> _Task objective_: Carry on the news story about Rep. Marcy Kaptur and the gun-control fight in Congress from its last sentence.

> _Exercise passage_:

The number of newly issued concealed-weapons licenses in Ohio is climbing at a record-breaking pace.
CLEVELAND - When Congress approved an assault weapons ban in September 1994, Rep. Marcy Kaptur was one of only two Ohio members of the House of Representatives still in the House to vote on it. She voted for it, the other, Rep. John Boehner voted against it.
While not much has changed in that respect, what has changed in the present battle is the divisiveness of the fight. For example siding with Boehner, in at least their vote against the ban in 1994 were Ohio Democrats like Lou Stokes and Ted Strickland. Voting with Kaptur were Republicans like John Kasich.
"Both political parties have moved in with two heavy feet," said Kaptur of the current climate in Washington.
"This really sets member against member in a way that I don't think the public has fully understood. They just read about money and politics and they read about congress and they don't see that they're fused but that system has to be reformed," she said.
In the start of her 30th year in the House, Kaptur is prepared for the fight that will follow on the sweeping plans unveiled Wednesday at the White House to curb gun violence, one that is not at all likely to see the number of members breaking with their party like was seen in the 1994 vote.
"I'm ready for that and I think the country is ready," Kaptur said.
What the president proposed, she called a well thought out set of proposals.
"Beginning with background checks, which I don't think any American really could disagree with; we don't want criminals having various weapons that they can use against innocent citizens."
"In terms of protecting the average citizen, I think background checks make sense, I am someone who has supported a ban on military type weapons in the hands of criminals and I support a cap in terms of ammunition clips," she said supporting the limit of no more than 10 rounds per clip.
Kaptur said she understands the position of gun owners, "the part of Ohio that I represented has a number of gun clubs, law abiding citizens," she said. "So I have respect for weapons."

> _Records shown_:
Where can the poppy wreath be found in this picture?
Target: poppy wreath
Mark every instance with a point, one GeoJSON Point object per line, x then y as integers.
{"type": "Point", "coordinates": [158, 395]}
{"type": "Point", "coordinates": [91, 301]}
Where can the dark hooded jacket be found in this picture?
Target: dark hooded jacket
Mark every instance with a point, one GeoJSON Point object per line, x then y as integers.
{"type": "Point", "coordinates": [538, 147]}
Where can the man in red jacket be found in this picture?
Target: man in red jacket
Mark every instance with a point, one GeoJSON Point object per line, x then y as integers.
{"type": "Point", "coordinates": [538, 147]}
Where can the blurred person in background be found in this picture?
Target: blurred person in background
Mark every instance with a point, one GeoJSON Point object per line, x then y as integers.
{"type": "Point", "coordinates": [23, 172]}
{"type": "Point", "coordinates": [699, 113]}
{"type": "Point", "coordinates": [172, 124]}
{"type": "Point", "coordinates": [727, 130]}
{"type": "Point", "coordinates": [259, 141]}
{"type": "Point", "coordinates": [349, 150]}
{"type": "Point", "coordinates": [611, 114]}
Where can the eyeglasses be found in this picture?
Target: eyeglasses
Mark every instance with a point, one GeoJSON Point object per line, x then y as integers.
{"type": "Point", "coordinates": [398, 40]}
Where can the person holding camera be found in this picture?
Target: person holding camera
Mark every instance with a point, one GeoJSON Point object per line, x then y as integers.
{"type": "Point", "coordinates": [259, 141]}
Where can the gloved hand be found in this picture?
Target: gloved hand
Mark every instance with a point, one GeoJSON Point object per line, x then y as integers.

> _Exercise output_:
What she hopes doesn't get lost in the fight are the elements of the reform dealing with mental illness and recognizing the troubles in others before they become troubles for others.
"We have to look at almost every one of these recent terrible, terrible incidents has involved someone with mental illness.
"The proposals regarding those were a step in the right direction. For example school resource officers trying to find the funds, shift the funds from other places in the budget so that our schools have individuals who can work with young people who begin to develop these neurological symptoms through no fault of their own," she said.
"We simply don't do a good enough job their in brining mental health care to young people who need it at an early age."
She also pointed to neurological research ongoing at Cleveland's Case Western Reserve University that she has long championed.
"We probably have the largest epidemiological study in the country being conducted by Case," she said.
"Trying to unlock the mysteries of the human brain to understand what is going on that causes individuals to act in such an anti social way, both for children as well as adults.
"So Cleveland has a world class set of scholars that I am trying to push to the front in terms of making sure their ideas, their suggestions, their proposals, their vision of the future is included in what the Obama administration is attempting to achieve."